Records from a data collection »
◇ ◇ ◇ ◇ ◇
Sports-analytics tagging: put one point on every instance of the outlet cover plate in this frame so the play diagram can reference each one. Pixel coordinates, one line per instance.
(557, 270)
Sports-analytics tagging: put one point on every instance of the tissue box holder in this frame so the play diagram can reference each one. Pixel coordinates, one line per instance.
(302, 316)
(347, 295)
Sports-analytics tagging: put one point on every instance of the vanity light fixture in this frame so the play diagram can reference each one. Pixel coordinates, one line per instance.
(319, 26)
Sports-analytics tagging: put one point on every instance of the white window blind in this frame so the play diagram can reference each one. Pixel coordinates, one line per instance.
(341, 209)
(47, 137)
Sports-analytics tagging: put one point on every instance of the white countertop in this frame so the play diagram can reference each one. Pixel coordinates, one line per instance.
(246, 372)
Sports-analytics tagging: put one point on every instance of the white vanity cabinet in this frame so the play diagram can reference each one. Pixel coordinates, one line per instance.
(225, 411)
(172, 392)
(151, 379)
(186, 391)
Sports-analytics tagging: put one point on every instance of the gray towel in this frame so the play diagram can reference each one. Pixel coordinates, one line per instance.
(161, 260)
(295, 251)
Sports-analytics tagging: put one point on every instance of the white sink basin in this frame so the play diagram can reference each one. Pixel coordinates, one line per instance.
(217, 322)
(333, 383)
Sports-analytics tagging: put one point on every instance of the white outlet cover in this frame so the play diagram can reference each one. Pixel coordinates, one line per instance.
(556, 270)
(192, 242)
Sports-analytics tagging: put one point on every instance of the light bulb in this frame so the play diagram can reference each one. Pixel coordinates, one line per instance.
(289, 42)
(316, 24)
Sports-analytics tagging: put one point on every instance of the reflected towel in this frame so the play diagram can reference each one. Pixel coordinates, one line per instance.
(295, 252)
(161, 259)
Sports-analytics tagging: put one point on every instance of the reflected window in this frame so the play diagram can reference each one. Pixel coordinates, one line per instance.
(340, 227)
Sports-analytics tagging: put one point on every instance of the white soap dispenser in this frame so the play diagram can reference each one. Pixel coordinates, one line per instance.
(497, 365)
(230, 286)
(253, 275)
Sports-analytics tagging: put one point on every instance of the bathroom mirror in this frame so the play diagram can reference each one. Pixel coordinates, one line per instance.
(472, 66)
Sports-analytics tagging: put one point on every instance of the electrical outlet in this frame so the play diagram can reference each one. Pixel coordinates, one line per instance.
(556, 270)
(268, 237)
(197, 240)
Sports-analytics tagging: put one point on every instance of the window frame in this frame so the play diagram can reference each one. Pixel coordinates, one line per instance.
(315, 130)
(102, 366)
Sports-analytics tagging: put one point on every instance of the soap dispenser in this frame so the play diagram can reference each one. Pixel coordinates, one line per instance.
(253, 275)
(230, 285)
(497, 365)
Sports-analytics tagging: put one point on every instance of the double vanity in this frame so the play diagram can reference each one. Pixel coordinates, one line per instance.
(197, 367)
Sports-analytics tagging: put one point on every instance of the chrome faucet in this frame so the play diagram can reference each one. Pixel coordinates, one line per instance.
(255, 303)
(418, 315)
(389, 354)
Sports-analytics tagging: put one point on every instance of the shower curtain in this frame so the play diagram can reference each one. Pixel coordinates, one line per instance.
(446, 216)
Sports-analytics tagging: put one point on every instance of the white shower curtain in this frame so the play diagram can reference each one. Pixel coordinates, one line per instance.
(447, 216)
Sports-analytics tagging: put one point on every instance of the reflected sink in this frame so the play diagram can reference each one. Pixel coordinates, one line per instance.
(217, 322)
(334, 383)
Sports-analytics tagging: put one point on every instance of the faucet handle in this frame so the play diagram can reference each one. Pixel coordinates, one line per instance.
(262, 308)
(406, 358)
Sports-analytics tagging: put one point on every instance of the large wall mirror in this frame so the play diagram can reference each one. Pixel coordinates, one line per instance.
◇ ◇ ◇ ◇ ◇
Instruction » Return every entry verbatim.

Worked answer »
Sports-analytics tagging: put one point on every instance of the outlet cover plate in this frame so the play diagram can reference each one. Pixel coordinates, one line per instance.
(557, 270)
Sports-analytics tagging: put one point on every instance of the tissue box holder in this frame so the play diagram can reference each one. Pixel coordinates, one line per instance.
(302, 316)
(347, 295)
Sports-analytics tagging: put one point on every instance of the vanity light fixture in this frame so the play diagram can reference each one. Pixel coordinates, one line per instance.
(319, 26)
Sports-analytics tagging: put one point on every instance of the white window blind in this frame so the play diagram can reference each one. Pixel coordinates, one line per instance.
(341, 209)
(47, 137)
Sports-analytics tagging: put one point on every instance of the white countertop in this frame so the play diagram can reference each one. Pixel coordinates, one line per instance.
(246, 372)
Sports-analytics tagging: put one point on every instance of the white vanity cabinet in this frame so the play diagram can reference each one. Pixel coordinates, one line per instance.
(225, 411)
(172, 392)
(151, 379)
(186, 391)
Sports-analytics tagging: put one point on every instance of the gray towel in this frame so the play diagram can reference each one. Pixel coordinates, one line per instance.
(161, 260)
(295, 251)
Sports-analytics tagging: put one point on every instance of the white sink basin in this frame so the play diagram can reference each one. Pixel coordinates, one line per instance.
(217, 322)
(333, 383)
Sports-analytics tagging: put one point on every instance of the white outlet cover in this frame so the play diagram can reference each one. Pixel coordinates, one line per instance.
(556, 270)
(192, 242)
Sports-analytics tagging: put one point on every instance of the light bulb in this frame so the play diagram can reference each one. Pixel coordinates, one line per instance.
(289, 42)
(316, 24)
Sports-analytics tagging: put one point on every instance of the reflected towel in this frame so the play diagram can reference each one. Pixel coordinates, one line per instance.
(295, 252)
(161, 259)
Sports-analytics tagging: put one point on every instance of the reflected window in this frame so the play diagram can reference each one. Pixel coordinates, one line per instance.
(340, 227)
Sports-analytics tagging: put one point on every instance of the white soap dispenser in this frame so the play diagram can reference each one. Pixel coordinates, one line per instance.
(497, 365)
(230, 286)
(253, 275)
Sports-analytics tagging: put one point on every instance of the bathroom mirror in this frame so the play diagram can reference each one. Pixel coordinates, one line per instance.
(472, 66)
Sports-analytics tagging: put one point on every instance of the electrical outlet in this frame so the play diagram can reference each one. Pixel coordinates, one line per instance.
(556, 270)
(268, 237)
(197, 240)
Sports-analytics tagging: put one point on every instance of the window frame in this frame so the play diagram can reference each one. Pixel coordinates, one line per instance.
(315, 130)
(102, 366)
Sports-analytics tagging: put one point on every instance of the soap dispenser in this frame so the play diagram can reference each one. Pixel coordinates, one line per instance.
(253, 275)
(230, 285)
(497, 365)
Sports-analytics tagging: put one point on every instance of the double vanity in this frame so the play diagram can reference each one. Pixel coordinates, one line per instance.
(197, 367)
Sports-analytics tagging: put one point on every instance of the chrome faucet in this frame so the play diagram can reference each one. Pixel coordinates, one line per instance.
(255, 303)
(418, 315)
(389, 354)
Sports-analytics tagging: put one point on every instance of the shower curtain in this frame so the play diagram can reference each one. Pixel coordinates, one line per instance.
(446, 216)
Sports-analytics tagging: put one point on every instance of the white shower curtain in this frame so the play diagram can reference each one. Pixel coordinates, one line per instance.
(447, 216)
Sports-analytics tagging: put one point on every instance of the reflected sink in this frame so the play diagram can reference each one. Pixel coordinates, one line per instance.
(217, 322)
(334, 383)
Sports-analytics tagging: put one point on every instance of the faucet handle in this frame so the play diagram can reference each one. Pixel coordinates, one line per instance.
(262, 308)
(406, 358)
Sports-analytics tagging: put one point on every instance of the large wall mirror in this frame so the play diagram can reference each one. Pixel coordinates, one line per instance.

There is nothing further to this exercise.